#### [Stored data]
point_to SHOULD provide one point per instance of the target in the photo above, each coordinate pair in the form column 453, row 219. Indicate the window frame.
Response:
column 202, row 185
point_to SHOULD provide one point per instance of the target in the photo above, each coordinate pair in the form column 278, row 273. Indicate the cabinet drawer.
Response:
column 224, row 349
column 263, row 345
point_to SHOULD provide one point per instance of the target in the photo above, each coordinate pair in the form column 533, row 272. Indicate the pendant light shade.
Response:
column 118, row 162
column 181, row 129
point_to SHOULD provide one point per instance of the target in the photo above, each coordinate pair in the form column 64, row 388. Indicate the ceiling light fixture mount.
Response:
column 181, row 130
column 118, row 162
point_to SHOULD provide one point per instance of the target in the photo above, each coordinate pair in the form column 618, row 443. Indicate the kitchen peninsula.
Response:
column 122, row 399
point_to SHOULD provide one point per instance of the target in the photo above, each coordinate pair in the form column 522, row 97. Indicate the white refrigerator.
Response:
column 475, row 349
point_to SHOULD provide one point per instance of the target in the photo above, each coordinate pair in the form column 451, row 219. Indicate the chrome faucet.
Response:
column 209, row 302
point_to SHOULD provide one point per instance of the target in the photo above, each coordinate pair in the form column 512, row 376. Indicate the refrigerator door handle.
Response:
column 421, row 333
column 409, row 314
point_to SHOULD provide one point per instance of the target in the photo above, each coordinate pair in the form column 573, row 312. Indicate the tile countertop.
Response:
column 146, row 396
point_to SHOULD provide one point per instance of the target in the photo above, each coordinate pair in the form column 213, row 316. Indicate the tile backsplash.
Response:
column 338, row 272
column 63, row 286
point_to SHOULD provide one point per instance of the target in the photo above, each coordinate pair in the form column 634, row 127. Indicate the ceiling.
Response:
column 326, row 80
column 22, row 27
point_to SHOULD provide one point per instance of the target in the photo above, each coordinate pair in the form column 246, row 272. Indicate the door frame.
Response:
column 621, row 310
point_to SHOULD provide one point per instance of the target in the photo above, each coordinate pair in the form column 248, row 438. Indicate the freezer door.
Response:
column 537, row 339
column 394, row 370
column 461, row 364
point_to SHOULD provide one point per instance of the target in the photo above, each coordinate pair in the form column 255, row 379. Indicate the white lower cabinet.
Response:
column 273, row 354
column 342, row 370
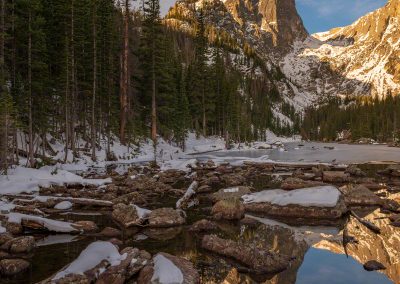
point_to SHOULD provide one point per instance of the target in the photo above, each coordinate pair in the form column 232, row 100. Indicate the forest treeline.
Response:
column 358, row 118
column 93, row 70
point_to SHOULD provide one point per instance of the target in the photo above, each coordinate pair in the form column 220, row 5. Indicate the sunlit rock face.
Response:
column 383, row 247
column 278, row 18
column 360, row 59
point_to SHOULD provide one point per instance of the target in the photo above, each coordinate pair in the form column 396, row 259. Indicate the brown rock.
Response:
column 10, row 267
column 233, row 192
column 203, row 225
column 230, row 209
column 359, row 196
column 190, row 274
column 5, row 237
column 335, row 177
column 297, row 183
column 233, row 179
column 296, row 211
column 126, row 215
column 20, row 245
column 166, row 217
column 259, row 260
column 110, row 232
column 85, row 226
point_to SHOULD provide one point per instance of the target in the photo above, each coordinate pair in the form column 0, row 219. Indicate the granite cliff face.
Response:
column 361, row 59
column 279, row 19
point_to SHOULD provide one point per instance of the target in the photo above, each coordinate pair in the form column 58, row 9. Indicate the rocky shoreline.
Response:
column 147, row 201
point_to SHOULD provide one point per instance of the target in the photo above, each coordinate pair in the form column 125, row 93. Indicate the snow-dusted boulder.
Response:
column 166, row 217
column 129, row 215
column 324, row 202
column 257, row 259
column 168, row 269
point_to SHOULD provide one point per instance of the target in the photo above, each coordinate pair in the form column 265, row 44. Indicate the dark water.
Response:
column 311, row 264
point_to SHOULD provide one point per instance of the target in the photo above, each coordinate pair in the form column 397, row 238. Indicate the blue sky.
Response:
column 322, row 15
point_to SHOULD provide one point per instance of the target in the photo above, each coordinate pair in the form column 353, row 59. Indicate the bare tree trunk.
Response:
column 73, row 81
column 30, row 127
column 66, row 108
column 125, row 76
column 93, row 128
column 153, row 103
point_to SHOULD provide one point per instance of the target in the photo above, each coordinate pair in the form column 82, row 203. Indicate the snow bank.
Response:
column 64, row 205
column 28, row 180
column 165, row 271
column 51, row 225
column 320, row 196
column 92, row 256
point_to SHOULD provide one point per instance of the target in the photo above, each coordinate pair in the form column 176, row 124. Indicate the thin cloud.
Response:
column 351, row 9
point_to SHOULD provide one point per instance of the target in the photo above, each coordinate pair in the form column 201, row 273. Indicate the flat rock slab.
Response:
column 229, row 193
column 166, row 217
column 257, row 259
column 179, row 269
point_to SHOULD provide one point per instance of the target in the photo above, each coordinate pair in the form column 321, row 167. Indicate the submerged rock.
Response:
column 126, row 215
column 229, row 193
column 85, row 226
column 20, row 245
column 203, row 225
column 110, row 232
column 229, row 209
column 10, row 267
column 259, row 260
column 335, row 177
column 166, row 217
column 167, row 268
column 359, row 196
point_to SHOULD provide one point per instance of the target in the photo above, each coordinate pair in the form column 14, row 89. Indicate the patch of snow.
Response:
column 64, row 205
column 92, row 256
column 56, row 239
column 28, row 180
column 320, row 196
column 165, row 271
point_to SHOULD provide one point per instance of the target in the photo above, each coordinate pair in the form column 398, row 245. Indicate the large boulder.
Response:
column 257, row 259
column 203, row 225
column 296, row 183
column 228, row 209
column 229, row 193
column 319, row 203
column 85, row 226
column 10, row 267
column 167, row 268
column 166, row 217
column 233, row 179
column 134, row 261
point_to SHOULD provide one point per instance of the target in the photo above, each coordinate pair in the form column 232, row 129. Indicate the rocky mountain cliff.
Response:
column 361, row 59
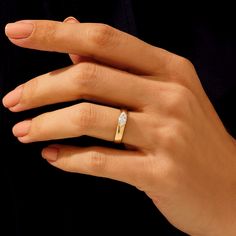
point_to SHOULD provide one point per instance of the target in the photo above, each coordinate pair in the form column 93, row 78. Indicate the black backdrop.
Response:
column 38, row 199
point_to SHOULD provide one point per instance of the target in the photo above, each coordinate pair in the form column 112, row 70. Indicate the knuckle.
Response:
column 97, row 161
column 86, row 77
column 179, row 101
column 85, row 118
column 29, row 91
column 173, row 136
column 184, row 62
column 101, row 35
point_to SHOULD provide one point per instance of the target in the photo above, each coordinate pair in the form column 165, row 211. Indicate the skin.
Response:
column 178, row 151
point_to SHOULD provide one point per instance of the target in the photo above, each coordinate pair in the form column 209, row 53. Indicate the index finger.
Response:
column 98, row 41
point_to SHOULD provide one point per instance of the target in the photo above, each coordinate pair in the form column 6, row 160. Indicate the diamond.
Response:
column 122, row 118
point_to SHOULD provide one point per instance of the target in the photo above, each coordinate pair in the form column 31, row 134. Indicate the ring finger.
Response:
column 81, row 119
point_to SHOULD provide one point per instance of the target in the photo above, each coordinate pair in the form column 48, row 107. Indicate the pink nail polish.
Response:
column 19, row 30
column 50, row 154
column 22, row 129
column 13, row 98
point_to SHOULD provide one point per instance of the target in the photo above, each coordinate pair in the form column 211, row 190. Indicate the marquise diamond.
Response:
column 122, row 118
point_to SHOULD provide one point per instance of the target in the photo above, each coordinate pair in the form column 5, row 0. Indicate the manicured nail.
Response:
column 50, row 153
column 19, row 30
column 22, row 129
column 13, row 98
column 71, row 19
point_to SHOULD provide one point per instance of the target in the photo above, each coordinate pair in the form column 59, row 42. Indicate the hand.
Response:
column 182, row 156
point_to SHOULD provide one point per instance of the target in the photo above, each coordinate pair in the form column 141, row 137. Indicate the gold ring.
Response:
column 122, row 120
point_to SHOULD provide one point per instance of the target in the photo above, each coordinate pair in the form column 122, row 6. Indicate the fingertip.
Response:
column 50, row 153
column 71, row 19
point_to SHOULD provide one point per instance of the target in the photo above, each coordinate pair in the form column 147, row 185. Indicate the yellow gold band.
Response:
column 122, row 120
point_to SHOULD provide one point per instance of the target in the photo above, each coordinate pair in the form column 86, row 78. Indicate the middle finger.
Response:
column 86, row 80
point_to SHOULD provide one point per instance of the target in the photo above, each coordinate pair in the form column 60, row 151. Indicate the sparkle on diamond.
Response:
column 122, row 118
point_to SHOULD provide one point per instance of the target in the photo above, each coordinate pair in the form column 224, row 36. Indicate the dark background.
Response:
column 37, row 199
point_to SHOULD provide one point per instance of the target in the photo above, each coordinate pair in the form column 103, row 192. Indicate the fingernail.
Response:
column 50, row 153
column 22, row 129
column 13, row 98
column 19, row 30
column 71, row 19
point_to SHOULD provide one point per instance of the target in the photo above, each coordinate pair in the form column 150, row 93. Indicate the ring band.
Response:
column 122, row 120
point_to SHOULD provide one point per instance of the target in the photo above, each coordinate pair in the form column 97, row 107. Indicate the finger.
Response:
column 98, row 41
column 82, row 119
column 74, row 58
column 83, row 81
column 122, row 165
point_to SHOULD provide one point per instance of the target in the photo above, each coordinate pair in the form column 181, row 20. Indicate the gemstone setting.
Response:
column 122, row 119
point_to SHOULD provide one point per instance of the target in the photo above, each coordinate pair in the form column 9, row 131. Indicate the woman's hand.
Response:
column 182, row 156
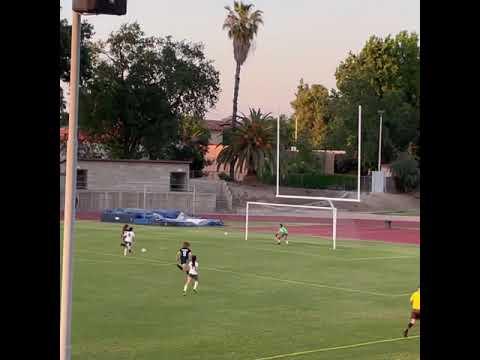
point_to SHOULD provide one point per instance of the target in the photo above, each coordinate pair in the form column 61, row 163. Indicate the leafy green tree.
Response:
column 251, row 144
column 383, row 76
column 242, row 24
column 86, row 55
column 140, row 88
column 192, row 144
column 312, row 111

#### [Exercise goal]
With pictures left out, repeat exactly the lines from the line bearing "the gemstone setting." through the final line of the records above.

#### [Complete answer]
point_to SHOULD provide one point per instance of the target in the photo above, each coordinate pair in the form column 181, row 20. Indicate the gemstone setting.
Response:
column 122, row 119
point_to SHOULD provide one point per instance of the target in the photo above, each coordinate pair in the form column 9, row 131. Indicate the woman's hand.
Response:
column 182, row 156
point_to SHOULD provide one point per instance of the target in the photo above, each coordinate pair in the form column 61, row 163. Indicate the leafy green tree.
Response:
column 251, row 144
column 383, row 76
column 242, row 24
column 86, row 55
column 140, row 88
column 192, row 144
column 312, row 111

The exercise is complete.